Extrait du document =
================

Le Nord Pas-de-Calais en juillet 1789 : interview

Lille, Arras, et les arrondissements du Nord Pas-de-Calais en 1789... Entretien avec Laurent Brassart.

Des révoltes frumentaires à la mort de l'ancien régime en passant par le 14 juillet, que s'est-il passé dans le Nord Pas-de-Calais en 1789 ?

Entretien avec Laurent Brassart, maître de conférences à Lille 3, spécialiste de la Révolution française et de l'Empire.

Dans quel contexte historique régional la Révolution française survient-elle ?
Laurent Brassart : "Une mobilisation intense se fait dans la moitié nord de la France. Ce sont les émeutes de subsistance. En 1788, l'année précédente, l'été a été pourri. La récolte a été mauvaise et le stock de blé est épuisé bien avant les mois traditionnels de la "soudure" que sont juin et juillet 1789. C'est une violente crise économique et sociale qui s'annonce. Dès avril 1789 des émeutes ont lieu à Paris et dans la moitié nord de la France. Le prix du pain est multiplié - de mémoire - par trois et en quelques mois la crise s'étend à l'artisanat et la manufacture. C'est dans ce contexte que se déroulent les Etats Généraux du 5 mai 1789."

Pourquoi ces Etats-Généraux ?
L. B. : "Les trois ordres de la société de l'Ancien régime, le Clergé, la Noblesse et le Tiers-Etat se réunissent dans un contexte de banqueroute financière. La France a aidé les Etats-Unis à être indépendants de 1778 à 1782, pour des raisons de revanche par rapport aux Anglais qui leur avaient infligé une humiliante défaite lors de la guerre de 7 ans (1756-1763). La monarchie française alors réformatrice, pas réactionnaire, souhaitait engager des réformes du système fiscal et de l'administration territoriale. Notamment pour reboucher le trou du budget. Mais Louis XIV constatant l'échec de sa volonté réformatrice, convoque les Etats-Généraux - ce qui n'avait pas été fait depuis 1614."

Les représentants des trois ordres se font-ils alors l'écho des souffrances du peuple ?
L.B : "Ces Etats-Généraux créent un mouvement de politisation des élites sociales. Des cahiers de doléances sont rédigés et les députés même s'ils ne sont pas révolutionnaires à cette date, souhaitent des réformes et un impôt plus juste... Ils deviendront révolutionnaires en deux ou trois mois parce qu'ils ne seront pas écoutés par le roi (1)."

================

Petit problème A =
Reprenez tout l'extrait sur le Nord Pas-de-Calais en 1789, depuis « Des révoltes frumentaires » jusqu'à « française survient-elle ? », en changeant « maître de conférences » en « professeur ».
Les enregistrements n'ont aucun lien avec l'extrait.

Données de la tâche =
================

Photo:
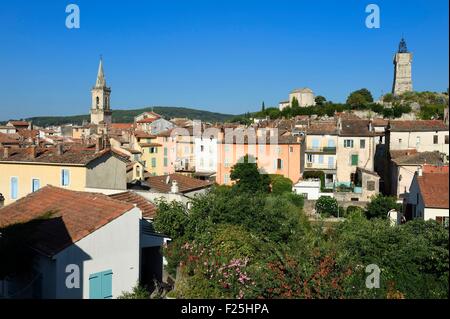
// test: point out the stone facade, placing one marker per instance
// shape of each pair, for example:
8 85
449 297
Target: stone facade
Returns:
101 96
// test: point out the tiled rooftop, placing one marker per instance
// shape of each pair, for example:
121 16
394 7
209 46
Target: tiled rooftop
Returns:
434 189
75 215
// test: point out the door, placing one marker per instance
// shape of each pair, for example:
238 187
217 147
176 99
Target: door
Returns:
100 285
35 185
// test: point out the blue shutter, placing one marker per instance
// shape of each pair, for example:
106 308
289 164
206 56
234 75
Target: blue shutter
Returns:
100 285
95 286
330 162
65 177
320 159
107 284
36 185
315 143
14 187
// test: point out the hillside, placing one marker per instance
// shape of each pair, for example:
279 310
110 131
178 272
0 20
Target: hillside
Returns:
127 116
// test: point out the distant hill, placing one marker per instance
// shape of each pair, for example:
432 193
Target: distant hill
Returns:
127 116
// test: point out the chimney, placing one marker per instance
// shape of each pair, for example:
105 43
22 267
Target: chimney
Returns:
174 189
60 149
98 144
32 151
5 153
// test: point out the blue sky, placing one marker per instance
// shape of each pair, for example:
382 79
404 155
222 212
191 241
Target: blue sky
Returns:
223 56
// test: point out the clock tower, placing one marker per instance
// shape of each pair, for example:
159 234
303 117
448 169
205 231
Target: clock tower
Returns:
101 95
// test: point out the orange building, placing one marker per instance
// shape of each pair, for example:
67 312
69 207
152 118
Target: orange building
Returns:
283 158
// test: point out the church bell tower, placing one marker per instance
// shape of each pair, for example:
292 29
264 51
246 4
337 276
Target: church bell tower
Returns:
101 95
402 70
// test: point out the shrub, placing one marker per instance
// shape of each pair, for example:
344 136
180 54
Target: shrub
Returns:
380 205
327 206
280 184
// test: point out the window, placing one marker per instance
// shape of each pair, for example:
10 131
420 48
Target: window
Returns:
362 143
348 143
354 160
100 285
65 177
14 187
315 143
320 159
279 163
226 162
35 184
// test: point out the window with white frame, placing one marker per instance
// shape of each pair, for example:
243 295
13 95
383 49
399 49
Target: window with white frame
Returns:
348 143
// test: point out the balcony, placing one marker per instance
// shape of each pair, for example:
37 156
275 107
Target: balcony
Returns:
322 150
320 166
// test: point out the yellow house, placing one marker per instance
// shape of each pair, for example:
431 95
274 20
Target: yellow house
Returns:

================

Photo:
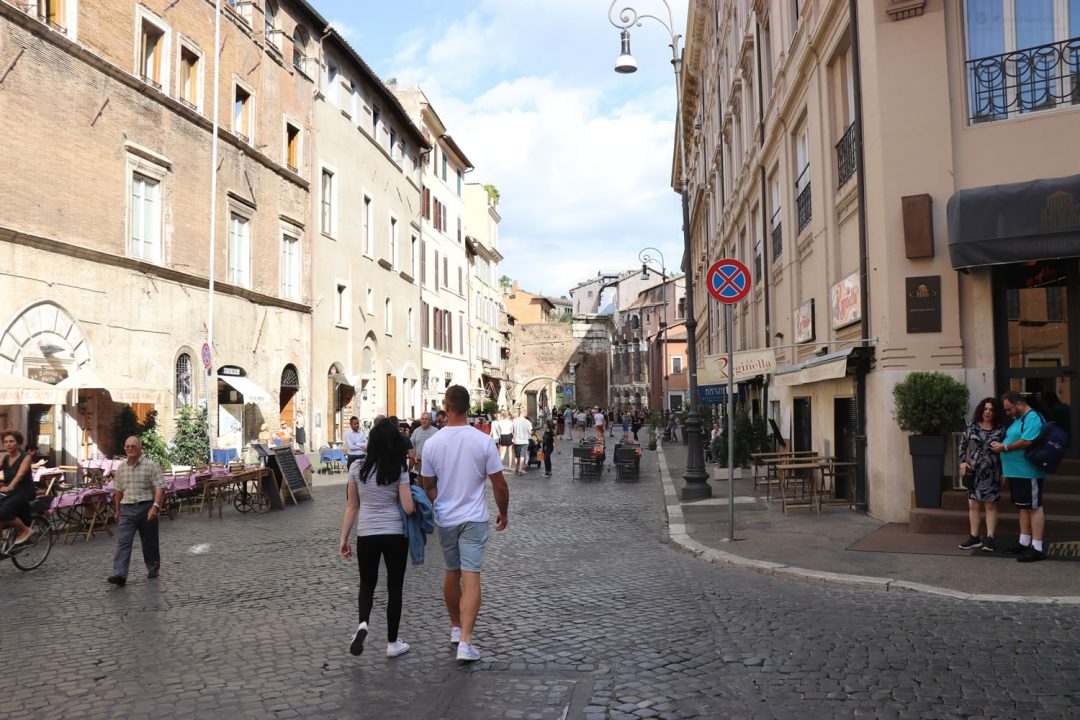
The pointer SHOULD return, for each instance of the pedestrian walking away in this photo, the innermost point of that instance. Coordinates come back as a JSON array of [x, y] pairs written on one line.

================

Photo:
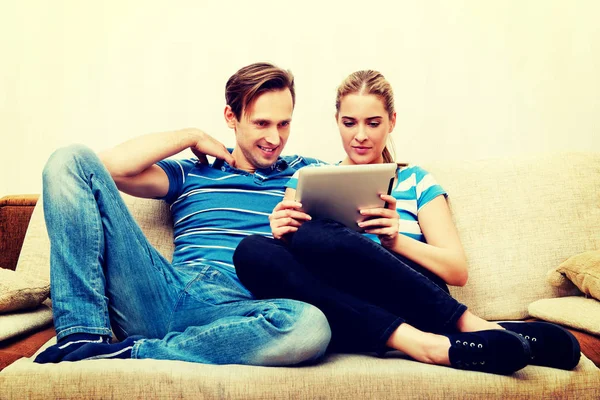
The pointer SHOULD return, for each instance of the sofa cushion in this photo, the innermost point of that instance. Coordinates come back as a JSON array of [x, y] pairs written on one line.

================

Petit problème B =
Relevez chaque ligne des enregistrements qui contient la chaîne « stone », en tenant compte de la casse.

Réponse rédigée A =
Des révoltes frumentaires à la mort de l'ancien régime en passant par le 14 juillet, que s'est-il passé dans le Nord Pas-de-Calais en 1789 ?

Entretien avec Laurent Brassart, professeur à Lille 3, spécialiste de la Révolution française et de l'Empire.

Dans quel contexte historique régional la Révolution française survient-elle ?

Réponse rédigée B =
// test: point out the stone facade, placing one marker per instance
Target: stone facade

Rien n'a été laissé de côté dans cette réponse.